→ **Exercise instructions**: Go through the data and copy each line where the string "Query" appears.
-- Opening Marker --
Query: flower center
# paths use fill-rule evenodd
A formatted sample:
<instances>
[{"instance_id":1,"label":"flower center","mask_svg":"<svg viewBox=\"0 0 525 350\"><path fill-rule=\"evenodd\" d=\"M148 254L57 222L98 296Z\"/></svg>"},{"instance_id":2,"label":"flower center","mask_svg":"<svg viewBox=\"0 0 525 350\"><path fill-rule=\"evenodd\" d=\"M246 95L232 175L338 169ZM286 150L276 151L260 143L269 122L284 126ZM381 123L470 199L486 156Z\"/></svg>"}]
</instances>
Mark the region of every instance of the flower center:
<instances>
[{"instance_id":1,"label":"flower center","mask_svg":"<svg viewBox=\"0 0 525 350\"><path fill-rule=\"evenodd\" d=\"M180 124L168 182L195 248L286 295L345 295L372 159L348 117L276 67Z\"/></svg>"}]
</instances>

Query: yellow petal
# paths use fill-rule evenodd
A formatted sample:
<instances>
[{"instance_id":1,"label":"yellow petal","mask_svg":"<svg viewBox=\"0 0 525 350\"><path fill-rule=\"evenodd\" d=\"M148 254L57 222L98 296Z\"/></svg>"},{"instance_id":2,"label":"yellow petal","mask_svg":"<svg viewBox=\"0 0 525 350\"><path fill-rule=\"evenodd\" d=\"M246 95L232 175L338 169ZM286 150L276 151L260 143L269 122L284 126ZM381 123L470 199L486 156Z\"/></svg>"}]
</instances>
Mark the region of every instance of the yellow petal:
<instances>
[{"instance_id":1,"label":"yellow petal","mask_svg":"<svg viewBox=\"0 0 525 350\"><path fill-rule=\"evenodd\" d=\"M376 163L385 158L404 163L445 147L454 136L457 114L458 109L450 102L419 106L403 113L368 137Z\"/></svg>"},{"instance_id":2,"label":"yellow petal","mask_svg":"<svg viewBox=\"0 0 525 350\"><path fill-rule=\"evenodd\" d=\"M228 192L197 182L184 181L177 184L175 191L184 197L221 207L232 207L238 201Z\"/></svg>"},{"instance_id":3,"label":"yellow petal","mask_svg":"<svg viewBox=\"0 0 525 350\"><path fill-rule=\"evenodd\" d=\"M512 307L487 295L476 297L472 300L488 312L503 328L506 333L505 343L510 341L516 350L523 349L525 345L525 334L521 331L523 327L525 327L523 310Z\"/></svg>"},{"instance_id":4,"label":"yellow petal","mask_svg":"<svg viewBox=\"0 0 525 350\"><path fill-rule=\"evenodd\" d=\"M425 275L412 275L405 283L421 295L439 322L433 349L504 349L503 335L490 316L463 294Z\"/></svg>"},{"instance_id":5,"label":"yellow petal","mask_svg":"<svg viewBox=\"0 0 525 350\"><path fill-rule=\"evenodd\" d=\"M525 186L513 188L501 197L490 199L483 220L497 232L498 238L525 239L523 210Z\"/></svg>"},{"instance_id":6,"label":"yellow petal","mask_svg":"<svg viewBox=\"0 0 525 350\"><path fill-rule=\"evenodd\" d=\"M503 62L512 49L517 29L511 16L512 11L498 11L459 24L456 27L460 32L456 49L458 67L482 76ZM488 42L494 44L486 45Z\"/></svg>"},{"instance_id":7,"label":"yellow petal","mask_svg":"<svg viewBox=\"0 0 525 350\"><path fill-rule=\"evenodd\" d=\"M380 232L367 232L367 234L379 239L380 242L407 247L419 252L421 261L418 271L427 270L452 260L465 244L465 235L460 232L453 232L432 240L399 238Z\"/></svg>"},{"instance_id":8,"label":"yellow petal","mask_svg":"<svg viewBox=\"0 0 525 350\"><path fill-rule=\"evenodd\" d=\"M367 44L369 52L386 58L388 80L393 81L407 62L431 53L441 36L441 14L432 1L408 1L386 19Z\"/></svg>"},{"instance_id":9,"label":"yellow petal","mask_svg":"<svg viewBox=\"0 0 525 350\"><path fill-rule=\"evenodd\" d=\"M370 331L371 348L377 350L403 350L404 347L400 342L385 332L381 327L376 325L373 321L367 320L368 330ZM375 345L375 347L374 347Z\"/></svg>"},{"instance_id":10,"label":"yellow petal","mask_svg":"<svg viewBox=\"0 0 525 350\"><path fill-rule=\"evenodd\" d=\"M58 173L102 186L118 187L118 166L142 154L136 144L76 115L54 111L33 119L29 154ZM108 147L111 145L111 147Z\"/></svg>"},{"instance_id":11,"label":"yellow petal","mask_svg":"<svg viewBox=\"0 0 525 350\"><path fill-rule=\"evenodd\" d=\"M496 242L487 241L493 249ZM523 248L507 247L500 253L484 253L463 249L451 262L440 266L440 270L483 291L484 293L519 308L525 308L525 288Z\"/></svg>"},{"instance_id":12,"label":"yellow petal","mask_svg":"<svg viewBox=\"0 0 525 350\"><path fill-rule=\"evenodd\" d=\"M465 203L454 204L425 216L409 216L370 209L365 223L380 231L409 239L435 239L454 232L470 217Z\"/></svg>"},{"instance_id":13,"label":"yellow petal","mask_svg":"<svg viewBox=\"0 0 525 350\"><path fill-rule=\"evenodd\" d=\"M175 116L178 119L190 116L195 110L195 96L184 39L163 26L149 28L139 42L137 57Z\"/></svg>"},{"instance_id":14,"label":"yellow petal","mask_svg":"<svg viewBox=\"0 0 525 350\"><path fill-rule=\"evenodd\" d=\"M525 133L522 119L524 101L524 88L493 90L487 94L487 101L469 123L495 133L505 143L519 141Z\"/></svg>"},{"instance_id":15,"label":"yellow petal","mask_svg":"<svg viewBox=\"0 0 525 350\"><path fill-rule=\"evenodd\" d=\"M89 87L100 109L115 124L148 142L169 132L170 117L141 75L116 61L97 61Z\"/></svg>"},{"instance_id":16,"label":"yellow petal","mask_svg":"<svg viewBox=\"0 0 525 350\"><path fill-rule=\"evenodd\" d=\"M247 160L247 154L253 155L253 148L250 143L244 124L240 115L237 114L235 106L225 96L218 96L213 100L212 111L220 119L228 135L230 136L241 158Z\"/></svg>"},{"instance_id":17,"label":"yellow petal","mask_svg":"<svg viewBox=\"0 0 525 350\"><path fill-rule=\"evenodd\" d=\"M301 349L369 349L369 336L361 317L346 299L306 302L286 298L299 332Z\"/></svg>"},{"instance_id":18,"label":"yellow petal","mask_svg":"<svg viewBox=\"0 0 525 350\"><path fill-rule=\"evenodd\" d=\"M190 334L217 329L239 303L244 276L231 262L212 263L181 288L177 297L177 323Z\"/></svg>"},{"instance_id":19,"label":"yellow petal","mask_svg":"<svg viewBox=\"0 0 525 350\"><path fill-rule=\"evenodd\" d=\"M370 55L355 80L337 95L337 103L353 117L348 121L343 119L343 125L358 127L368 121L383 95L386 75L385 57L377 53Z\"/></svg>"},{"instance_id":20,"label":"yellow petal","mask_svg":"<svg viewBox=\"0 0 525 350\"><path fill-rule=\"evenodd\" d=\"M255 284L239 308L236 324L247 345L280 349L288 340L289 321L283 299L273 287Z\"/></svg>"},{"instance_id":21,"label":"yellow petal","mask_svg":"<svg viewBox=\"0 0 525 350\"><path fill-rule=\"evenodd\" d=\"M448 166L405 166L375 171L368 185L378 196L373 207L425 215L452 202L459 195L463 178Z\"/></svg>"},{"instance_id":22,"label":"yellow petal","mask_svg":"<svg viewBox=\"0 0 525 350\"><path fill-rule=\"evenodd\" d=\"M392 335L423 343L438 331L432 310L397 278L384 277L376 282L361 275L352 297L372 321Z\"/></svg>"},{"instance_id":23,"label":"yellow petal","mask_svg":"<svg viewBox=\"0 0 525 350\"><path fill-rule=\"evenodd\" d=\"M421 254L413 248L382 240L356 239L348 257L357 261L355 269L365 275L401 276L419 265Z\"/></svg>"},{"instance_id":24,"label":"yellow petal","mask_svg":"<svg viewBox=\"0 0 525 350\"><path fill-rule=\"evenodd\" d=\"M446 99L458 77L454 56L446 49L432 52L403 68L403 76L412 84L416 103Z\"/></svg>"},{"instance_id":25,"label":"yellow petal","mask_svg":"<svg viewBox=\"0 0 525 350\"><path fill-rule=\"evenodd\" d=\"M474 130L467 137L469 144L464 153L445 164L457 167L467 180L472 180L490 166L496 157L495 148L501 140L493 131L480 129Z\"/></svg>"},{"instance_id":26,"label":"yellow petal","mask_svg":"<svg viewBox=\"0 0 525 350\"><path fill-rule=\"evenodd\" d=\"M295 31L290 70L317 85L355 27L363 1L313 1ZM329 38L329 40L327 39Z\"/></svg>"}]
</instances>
-- Closing Marker --
→ **Task output**:
Query: flower center
Query: yellow petal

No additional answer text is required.